Reproduce the data in its entirety, exactly as supplied.

* START *

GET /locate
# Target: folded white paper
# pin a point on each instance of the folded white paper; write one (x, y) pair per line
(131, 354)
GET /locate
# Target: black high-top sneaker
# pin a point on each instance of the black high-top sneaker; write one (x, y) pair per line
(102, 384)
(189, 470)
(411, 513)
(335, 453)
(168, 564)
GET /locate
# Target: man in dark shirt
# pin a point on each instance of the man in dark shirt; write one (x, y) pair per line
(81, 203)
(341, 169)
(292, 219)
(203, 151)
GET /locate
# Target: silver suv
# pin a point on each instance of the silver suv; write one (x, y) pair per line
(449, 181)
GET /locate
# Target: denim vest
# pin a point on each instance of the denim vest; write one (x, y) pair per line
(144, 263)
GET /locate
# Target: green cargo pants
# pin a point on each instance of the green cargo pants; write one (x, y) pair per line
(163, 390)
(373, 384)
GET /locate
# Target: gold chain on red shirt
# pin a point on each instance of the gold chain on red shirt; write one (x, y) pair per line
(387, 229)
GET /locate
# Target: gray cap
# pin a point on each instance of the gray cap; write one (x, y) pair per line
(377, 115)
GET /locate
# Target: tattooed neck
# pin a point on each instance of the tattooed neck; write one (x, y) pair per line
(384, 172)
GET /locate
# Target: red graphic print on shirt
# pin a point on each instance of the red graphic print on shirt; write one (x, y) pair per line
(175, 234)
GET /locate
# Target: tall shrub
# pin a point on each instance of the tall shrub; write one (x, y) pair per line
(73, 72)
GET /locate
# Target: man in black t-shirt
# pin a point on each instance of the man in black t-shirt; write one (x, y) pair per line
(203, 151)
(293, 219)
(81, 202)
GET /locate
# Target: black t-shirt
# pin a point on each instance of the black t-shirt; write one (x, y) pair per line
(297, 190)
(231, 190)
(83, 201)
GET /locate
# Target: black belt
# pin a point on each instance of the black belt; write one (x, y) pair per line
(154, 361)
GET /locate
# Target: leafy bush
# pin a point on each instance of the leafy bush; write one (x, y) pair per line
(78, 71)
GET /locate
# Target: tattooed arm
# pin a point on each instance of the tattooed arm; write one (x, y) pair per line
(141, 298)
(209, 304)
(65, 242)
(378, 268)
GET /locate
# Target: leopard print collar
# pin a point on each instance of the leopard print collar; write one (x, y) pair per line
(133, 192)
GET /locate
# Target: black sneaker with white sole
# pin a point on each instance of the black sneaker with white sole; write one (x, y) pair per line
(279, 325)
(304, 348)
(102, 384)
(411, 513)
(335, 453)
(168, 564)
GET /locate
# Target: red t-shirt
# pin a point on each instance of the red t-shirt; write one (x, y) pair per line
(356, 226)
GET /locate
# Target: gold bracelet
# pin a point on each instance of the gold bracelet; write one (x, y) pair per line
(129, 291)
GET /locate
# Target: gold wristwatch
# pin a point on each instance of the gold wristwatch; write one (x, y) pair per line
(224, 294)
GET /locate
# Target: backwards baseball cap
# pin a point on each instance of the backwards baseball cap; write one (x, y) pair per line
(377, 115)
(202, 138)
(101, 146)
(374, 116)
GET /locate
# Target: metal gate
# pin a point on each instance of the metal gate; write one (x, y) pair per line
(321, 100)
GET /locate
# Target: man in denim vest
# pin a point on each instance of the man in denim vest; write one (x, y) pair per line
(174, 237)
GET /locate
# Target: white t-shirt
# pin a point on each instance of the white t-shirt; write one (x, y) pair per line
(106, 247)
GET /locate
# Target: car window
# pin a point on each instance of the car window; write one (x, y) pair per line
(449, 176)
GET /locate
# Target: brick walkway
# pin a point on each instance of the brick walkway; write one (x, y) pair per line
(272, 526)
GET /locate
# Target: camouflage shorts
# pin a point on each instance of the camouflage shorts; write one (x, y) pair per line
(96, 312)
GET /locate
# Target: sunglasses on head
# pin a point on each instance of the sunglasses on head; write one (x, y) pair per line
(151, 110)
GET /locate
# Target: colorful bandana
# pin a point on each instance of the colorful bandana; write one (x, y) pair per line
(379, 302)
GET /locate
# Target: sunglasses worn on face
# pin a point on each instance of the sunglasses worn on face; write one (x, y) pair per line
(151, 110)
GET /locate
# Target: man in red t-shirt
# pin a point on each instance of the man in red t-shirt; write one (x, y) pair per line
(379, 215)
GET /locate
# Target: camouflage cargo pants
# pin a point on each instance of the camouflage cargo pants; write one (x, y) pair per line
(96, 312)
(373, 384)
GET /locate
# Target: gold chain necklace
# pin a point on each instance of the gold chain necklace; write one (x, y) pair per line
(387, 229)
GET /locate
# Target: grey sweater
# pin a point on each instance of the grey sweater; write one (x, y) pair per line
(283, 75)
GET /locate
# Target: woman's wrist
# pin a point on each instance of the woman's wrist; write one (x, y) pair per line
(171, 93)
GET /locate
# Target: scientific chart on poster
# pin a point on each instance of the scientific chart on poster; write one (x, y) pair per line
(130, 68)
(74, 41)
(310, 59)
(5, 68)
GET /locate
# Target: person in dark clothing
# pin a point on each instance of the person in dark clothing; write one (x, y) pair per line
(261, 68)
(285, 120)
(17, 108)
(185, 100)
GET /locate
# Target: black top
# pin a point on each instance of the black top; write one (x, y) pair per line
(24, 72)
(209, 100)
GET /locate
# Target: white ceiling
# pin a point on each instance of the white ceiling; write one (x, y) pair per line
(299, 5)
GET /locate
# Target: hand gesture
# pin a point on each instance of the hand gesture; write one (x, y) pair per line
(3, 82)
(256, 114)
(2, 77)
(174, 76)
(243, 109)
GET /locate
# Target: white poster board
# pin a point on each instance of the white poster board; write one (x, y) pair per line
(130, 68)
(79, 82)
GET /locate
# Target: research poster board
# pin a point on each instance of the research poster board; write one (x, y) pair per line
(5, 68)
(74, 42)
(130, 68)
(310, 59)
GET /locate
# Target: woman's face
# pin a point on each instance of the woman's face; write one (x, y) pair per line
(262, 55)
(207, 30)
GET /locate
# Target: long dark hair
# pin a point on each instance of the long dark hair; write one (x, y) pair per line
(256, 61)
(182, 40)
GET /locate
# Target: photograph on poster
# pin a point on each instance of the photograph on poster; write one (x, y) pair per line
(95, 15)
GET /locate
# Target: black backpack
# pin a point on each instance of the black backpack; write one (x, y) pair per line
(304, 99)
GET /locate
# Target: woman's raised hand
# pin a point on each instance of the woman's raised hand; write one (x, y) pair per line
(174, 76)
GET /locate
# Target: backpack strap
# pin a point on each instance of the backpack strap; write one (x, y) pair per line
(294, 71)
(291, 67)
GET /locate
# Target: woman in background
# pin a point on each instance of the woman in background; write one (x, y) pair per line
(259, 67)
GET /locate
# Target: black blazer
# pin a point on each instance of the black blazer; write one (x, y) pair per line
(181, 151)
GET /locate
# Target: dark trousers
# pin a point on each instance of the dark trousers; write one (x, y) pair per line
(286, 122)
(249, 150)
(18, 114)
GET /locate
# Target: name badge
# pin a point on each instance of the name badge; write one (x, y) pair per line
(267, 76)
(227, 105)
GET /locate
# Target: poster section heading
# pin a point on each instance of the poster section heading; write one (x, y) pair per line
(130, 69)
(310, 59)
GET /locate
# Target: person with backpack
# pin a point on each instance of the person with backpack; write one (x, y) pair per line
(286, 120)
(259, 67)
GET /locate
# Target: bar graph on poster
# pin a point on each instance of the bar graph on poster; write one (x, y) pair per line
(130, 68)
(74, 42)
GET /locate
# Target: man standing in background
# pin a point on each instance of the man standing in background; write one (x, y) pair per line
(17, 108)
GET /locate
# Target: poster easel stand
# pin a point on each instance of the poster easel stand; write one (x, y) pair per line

* END *

Answer to the exercise:
GET /locate
# Target: folded white paper
# pin a point on each instance of the folded white paper; write one (x, y) pair per line
(131, 354)
GET /locate
# Target: black high-top sneaker
# pin a point on each instance of the black high-top sneaker; write one (x, y) pair per line
(102, 384)
(189, 470)
(411, 513)
(335, 453)
(168, 564)
GET /locate
# Target: man in dark shirt
# pin a point on each instance of the man in dark shirt; write one (x, y) pair per line
(81, 203)
(341, 169)
(292, 219)
(203, 151)
GET /locate
# Target: silver suv
# pin a point on each instance of the silver suv; write one (x, y) pair per line
(449, 181)
GET /locate
# Target: denim vest
# pin a point on each instance of the denim vest; write one (x, y) pair per line
(144, 263)
GET /locate
# Target: green cargo pants
# pin a point on each instance of the green cargo pants; write one (x, y) pair per line
(163, 390)
(373, 384)
GET /locate
# Target: gold chain on red shirt
# pin a point on each instance of the gold chain on red shirt; write one (x, y) pair per line
(387, 229)
GET /locate
# Target: gray cap
# pin a point on each instance of the gray cap; write one (x, y) pair per line
(377, 115)
GET /locate
# Target: tattooed neck
# pin a point on each instance of the tattooed neck; write one (x, y) pair per line
(384, 172)
GET /locate
# Target: red graphic print on shirt
# pin a point on each instance of the red graphic print on shirt; write one (x, y) pair per line
(175, 234)
GET /locate
# Target: tall shrub
# pin a point on each instance of the tall shrub; write one (x, y) pair per line
(73, 72)
GET /locate
# Target: man in black t-shirt
# pin a point on each instance of the man in black t-shirt; write one (x, y) pair per line
(203, 151)
(293, 219)
(81, 202)
GET /locate
# Target: black t-shirt
# pin a point on each instance of the black t-shirt; write one (x, y) pair per line
(297, 190)
(231, 190)
(83, 201)
GET /locate
# Target: black belt
# pin a point on each instance of the black belt; write one (x, y) pair per line
(154, 361)
GET /locate
# Target: leafy bush
# pin a point on each instance of the leafy bush; write one (x, y) pair per line
(78, 71)
GET /locate
# Target: tattooed arm
# pin a point on each instance of the tattooed arm; write one (x, y) pair per line
(141, 298)
(209, 304)
(65, 242)
(378, 268)
GET /locate
# Target: leopard print collar
# pin a point on each instance of the leopard print collar; write one (x, y) pair per line
(133, 192)
GET /locate
# Target: black sneaker with white sole
# pin a point on each instance of the black sneaker with white sole; write one (x, y) pair per line
(279, 325)
(304, 348)
(102, 384)
(411, 513)
(335, 453)
(168, 564)
GET /locate
# Target: red t-shirt
# pin a point on each instance of the red t-shirt; write one (x, y) pair per line
(356, 226)
GET /locate
# Target: gold bracelet
# pin a point on each instance of the gold bracelet; write one (x, y) pair per line
(129, 291)
GET /locate
# Target: gold wristwatch
# pin a point on each instance of the gold wristwatch; write one (x, y) pair per line
(224, 294)
GET /locate
# Target: backwards baseball cap
# pin a point on each instance of the backwards baseball cap; write one (x, y) pair per line
(377, 115)
(202, 138)
(101, 146)
(374, 116)
GET /locate
# Target: metal gate
# pin a point on each instance of the metal gate; write one (x, y) pair per line
(321, 100)
GET /locate
# Target: man in denim vest
# pin a point on each instance of the man in denim vest; write one (x, y) pair per line
(174, 237)
GET /locate
# Target: white t-shirt
# pin a point on each instance of the white t-shirt; write one (x, y) pair per line
(106, 247)
GET /locate
# Target: car window
# pin a point on each instance of the car window; write one (x, y) pair per line
(449, 176)
GET /locate
# Target: brick walkway
# pin a point on each instance of the brick walkway; write one (x, y) pair per line
(272, 526)
GET /locate
# Target: camouflage shorts
# pin a point on each instance of the camouflage shorts; write one (x, y) pair per line
(96, 312)
GET /locate
# Target: sunglasses on head
# pin a point on each instance of the sunglasses on head; write one (x, y) pair per line
(151, 110)
GET /locate
# Target: colorful bandana
# pin a point on each instance of the colorful bandana; write one (x, y) pair per line
(379, 302)
GET /locate
# Target: sunglasses worn on face
# pin a point on each instance of the sunglasses worn on face; write one (x, y) pair per line
(151, 110)
GET /locate
# Target: man in red t-shirt
# pin a point on each instance of the man in red t-shirt; write one (x, y) pair per line
(379, 215)
GET /locate
# Target: camouflage cargo pants
# pin a point on each instance of the camouflage cargo pants; write one (x, y) pair per line
(96, 312)
(373, 384)
GET /locate
# Target: gold chain necklace
# pin a point on each instance of the gold chain necklace; write one (x, y) pair per line
(387, 229)
GET /locate
# Target: grey sweater
# pin a point on each instance of the grey sweater; write one (x, y) pair per line
(283, 75)
GET /locate
# Target: woman's wrist
# pin a point on each instance of the woman's wrist; write one (x, y) pair per line
(171, 93)
GET /locate
# Target: scientific chart on poster
# pin a point on each instance of the scientific chart on poster; write one (x, y) pair per line
(130, 68)
(74, 41)
(310, 59)
(5, 68)
GET /locate
# Target: person in dark clothing
# pin a point on each instance of the person in dark clothing; write one (x, y) pair per line
(261, 68)
(285, 120)
(17, 108)
(185, 100)
GET /locate
# Target: black top
# pin a point on each instance of the black top; write one (x, y) pair per line
(24, 72)
(209, 100)
GET /locate
# Target: white ceiling
# pin a point on each instance of the white ceiling; write one (x, y) pair per line
(299, 5)
GET /locate
# Target: hand gesture
# pin a point on each instance of the hand gesture; write one (x, y) pair per line
(3, 82)
(256, 114)
(2, 77)
(174, 76)
(243, 109)
GET /locate
# Target: white poster board
# pin a point on each instance of the white poster board; write one (x, y) pair per line
(130, 68)
(79, 82)
GET /locate
# Target: research poster board
# pin a point on each instance of the research poster board; write one (x, y) pair per line
(5, 68)
(74, 42)
(130, 68)
(310, 59)
GET /locate
# Target: woman's face
# pin a point on each instance of the woman's face; write one (x, y) pair per line
(262, 55)
(207, 30)
GET /locate
# Target: long dark hair
# pin a point on each instance of the long dark hair; write one (x, y) pair per line
(256, 61)
(182, 40)
GET /locate
# Target: photograph on poster
# pin a point on each instance of the photograph on poster; write one (x, y) pair per line
(95, 15)
GET /locate
# Target: black backpack
# pin a point on each instance of the black backpack; write one (x, y) pair per line
(304, 99)
GET /locate
# Target: woman's raised hand
# pin a point on each instance of the woman's raised hand; write one (x, y) pair per line
(174, 76)
GET /locate
# Target: backpack strap
# pin a point on each instance of the backpack strap; write one (x, y) pair per line
(294, 71)
(291, 67)
GET /locate
# Target: woman in background
# pin a point on each instance of the woman in background; write one (x, y) pair per line
(259, 67)
GET /locate
# Target: black blazer
# pin a point on each instance of the black blazer; write one (x, y) pair per line
(181, 151)
GET /locate
# Target: dark trousers
# pin a point on each instance of the dark trousers; write one (x, y) pair per line
(286, 122)
(249, 150)
(18, 114)
GET /locate
# Target: name badge
# pin a point on each instance of the name badge; write one (x, y) pair per line
(267, 76)
(227, 105)
GET /locate
# Target: poster section heading
# pin a point on each instance of the poster section heading; write one (x, y) pair per line
(130, 69)
(310, 59)
GET /locate
# Target: person with backpack
# pin a point on each instance of the person with backpack; write one (x, y) pair per line
(286, 120)
(259, 67)
GET /locate
# Target: bar graph on poster
# pin a point on each instance of the bar graph on poster; write one (x, y) pair per line
(130, 68)
(74, 42)
GET /locate
# Target: man standing in background
# pin a point on each instance of the man standing in background; write one (x, y) pair per line
(17, 108)
GET /locate
# Target: poster easel stand
# pin a point on each instance of the poster easel stand; write one (x, y) pair per line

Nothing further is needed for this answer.